EXERCISE DIRECTIONS — How many lines in the records contain the word "ball"? Reply with the number only.
☆ ☆ ☆
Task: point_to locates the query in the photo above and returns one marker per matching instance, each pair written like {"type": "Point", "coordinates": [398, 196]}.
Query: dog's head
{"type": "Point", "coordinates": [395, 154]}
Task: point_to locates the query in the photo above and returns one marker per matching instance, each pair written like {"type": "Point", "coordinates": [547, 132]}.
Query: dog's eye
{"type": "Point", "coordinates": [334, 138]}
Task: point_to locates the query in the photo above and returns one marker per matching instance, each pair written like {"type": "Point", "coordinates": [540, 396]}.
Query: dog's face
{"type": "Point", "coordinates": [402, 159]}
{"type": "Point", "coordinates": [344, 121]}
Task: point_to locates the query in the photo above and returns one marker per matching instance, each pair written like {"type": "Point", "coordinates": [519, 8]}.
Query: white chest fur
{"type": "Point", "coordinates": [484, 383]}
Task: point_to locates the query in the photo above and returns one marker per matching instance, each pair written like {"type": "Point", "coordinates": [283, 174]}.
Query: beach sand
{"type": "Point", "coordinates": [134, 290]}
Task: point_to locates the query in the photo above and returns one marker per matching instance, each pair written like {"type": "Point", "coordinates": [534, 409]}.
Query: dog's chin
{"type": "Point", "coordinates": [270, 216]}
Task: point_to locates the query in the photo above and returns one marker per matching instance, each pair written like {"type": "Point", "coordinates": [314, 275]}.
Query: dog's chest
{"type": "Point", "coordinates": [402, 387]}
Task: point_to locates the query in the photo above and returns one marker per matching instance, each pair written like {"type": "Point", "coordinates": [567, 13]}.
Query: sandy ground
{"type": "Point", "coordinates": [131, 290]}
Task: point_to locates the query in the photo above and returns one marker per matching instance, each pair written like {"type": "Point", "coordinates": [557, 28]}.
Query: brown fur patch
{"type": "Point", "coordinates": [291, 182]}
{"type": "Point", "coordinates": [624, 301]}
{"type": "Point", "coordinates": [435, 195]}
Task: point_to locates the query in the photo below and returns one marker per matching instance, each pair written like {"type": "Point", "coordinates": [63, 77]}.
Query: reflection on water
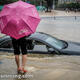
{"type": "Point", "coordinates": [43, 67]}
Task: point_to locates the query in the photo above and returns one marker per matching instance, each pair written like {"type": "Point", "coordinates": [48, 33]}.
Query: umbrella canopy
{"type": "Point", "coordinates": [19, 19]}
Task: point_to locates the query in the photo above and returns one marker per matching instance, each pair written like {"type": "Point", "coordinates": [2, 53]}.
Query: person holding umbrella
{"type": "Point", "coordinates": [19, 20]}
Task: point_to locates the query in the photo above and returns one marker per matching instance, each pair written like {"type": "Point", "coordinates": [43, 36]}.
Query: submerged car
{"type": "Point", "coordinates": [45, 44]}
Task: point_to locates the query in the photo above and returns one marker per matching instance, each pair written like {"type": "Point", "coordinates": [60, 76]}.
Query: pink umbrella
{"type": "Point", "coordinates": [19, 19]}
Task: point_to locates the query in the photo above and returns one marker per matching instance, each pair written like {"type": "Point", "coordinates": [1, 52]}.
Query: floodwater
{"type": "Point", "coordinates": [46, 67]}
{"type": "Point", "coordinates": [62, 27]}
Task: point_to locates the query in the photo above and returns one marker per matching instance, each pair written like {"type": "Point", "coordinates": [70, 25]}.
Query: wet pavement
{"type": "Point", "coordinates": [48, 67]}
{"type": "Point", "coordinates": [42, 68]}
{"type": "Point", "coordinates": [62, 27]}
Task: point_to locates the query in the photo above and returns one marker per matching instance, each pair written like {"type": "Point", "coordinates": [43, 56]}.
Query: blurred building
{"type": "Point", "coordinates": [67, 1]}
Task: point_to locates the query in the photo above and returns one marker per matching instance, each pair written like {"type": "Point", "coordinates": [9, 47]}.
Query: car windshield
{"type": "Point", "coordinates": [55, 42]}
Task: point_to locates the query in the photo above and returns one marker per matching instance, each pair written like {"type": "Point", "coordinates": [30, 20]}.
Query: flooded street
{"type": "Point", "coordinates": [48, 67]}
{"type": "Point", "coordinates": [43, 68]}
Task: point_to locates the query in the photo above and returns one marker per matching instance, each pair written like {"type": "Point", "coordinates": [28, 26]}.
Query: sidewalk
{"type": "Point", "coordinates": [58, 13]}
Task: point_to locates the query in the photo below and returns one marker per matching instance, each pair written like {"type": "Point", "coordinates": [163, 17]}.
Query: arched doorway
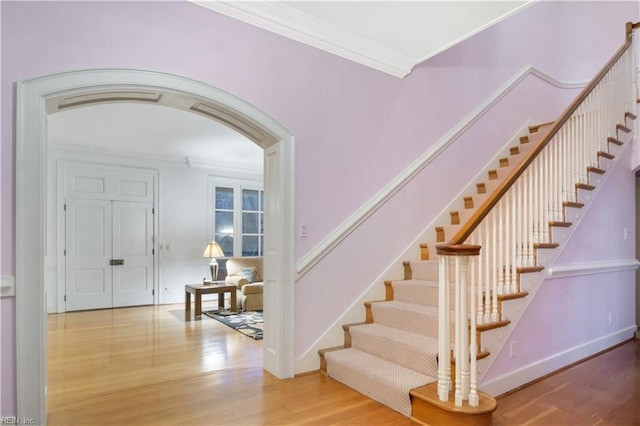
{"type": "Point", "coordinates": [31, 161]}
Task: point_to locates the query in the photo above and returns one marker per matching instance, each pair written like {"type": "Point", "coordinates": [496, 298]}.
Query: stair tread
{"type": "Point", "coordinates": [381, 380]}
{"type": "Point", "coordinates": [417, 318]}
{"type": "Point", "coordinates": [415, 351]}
☆ ☆ ☆
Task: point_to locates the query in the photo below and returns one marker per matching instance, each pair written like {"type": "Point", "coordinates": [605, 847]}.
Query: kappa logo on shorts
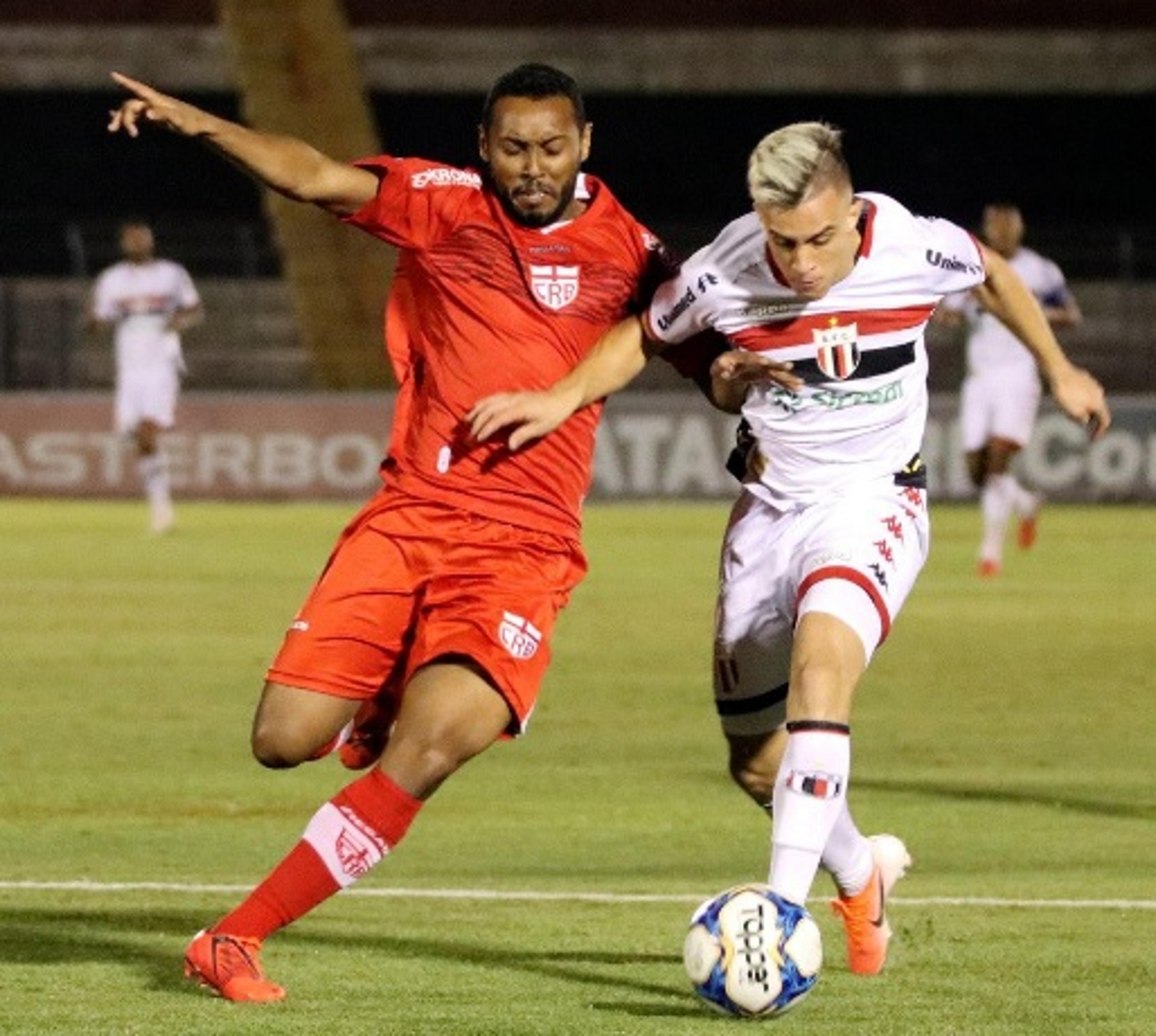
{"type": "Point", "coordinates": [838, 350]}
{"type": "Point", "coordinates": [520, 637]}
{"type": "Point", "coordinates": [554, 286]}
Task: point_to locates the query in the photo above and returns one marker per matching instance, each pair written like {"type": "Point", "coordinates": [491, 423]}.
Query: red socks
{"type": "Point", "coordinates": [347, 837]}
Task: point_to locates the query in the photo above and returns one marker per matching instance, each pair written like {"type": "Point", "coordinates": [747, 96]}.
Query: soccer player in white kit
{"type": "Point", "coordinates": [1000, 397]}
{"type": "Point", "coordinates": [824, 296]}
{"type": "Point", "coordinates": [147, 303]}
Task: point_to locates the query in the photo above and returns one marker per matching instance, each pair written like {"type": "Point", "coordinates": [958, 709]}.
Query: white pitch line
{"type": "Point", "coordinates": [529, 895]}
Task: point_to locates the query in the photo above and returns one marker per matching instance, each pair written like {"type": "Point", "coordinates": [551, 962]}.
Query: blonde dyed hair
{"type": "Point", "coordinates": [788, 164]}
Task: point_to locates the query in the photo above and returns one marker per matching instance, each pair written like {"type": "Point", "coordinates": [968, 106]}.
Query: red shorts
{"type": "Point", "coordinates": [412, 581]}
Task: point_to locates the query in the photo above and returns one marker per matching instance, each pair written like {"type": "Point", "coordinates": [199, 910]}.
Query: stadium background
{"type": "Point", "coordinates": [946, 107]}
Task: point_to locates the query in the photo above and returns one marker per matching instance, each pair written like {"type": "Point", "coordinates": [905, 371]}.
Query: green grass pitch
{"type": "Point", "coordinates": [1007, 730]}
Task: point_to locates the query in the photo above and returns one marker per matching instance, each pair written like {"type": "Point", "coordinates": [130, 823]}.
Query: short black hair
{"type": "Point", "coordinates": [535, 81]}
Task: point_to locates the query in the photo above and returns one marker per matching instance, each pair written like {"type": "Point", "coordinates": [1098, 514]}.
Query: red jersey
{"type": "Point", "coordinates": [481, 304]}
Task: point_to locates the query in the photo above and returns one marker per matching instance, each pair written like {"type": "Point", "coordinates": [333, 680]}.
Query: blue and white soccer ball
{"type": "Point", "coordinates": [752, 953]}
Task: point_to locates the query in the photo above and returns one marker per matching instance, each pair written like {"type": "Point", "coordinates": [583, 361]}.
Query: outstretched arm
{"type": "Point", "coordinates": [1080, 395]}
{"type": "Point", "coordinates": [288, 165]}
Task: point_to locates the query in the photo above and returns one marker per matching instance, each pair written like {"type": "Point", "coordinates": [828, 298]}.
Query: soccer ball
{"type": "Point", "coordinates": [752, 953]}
☆ ☆ ☆
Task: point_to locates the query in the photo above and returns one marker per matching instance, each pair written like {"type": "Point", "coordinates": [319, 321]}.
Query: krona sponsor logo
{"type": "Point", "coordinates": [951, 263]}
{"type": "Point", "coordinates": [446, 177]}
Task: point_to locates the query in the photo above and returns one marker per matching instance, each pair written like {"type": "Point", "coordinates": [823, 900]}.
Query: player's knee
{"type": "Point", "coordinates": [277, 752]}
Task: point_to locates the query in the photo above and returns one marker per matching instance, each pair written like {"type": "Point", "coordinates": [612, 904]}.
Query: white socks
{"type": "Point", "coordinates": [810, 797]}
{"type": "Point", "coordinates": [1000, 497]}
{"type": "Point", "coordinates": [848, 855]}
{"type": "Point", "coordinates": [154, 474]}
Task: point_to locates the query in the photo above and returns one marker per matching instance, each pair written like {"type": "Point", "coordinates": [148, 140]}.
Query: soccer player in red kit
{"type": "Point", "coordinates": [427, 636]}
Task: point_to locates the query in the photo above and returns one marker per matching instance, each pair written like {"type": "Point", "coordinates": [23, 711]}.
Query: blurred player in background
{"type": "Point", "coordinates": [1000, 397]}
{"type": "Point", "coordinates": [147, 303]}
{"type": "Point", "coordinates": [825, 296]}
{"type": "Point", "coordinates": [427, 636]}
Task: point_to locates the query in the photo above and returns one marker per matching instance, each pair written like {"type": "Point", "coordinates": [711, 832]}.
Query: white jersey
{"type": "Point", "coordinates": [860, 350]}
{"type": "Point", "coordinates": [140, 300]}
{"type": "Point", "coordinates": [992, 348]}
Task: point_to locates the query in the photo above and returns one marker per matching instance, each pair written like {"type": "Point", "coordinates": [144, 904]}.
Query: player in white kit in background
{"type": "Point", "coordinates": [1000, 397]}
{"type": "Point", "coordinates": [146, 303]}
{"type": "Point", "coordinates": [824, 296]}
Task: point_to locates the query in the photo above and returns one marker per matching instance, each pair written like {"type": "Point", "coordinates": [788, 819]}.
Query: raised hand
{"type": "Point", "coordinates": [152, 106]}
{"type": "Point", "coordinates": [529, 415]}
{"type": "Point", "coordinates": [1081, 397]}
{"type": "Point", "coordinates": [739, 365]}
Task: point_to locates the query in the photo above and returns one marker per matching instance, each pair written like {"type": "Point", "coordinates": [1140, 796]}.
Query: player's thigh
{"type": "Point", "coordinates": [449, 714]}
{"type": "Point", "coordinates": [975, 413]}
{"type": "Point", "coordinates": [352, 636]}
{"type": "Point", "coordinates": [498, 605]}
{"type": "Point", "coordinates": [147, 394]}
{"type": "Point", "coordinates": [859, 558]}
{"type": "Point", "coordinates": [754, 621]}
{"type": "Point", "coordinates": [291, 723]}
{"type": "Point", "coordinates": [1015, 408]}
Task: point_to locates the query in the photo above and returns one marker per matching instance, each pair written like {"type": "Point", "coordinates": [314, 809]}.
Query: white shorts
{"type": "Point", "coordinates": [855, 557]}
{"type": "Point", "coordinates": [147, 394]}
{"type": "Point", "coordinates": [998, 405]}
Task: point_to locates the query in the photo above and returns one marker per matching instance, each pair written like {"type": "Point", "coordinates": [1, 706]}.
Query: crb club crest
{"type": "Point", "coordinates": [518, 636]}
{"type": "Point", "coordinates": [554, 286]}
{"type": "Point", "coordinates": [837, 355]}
☆ ☆ ☆
EXPECTED ANSWER — 2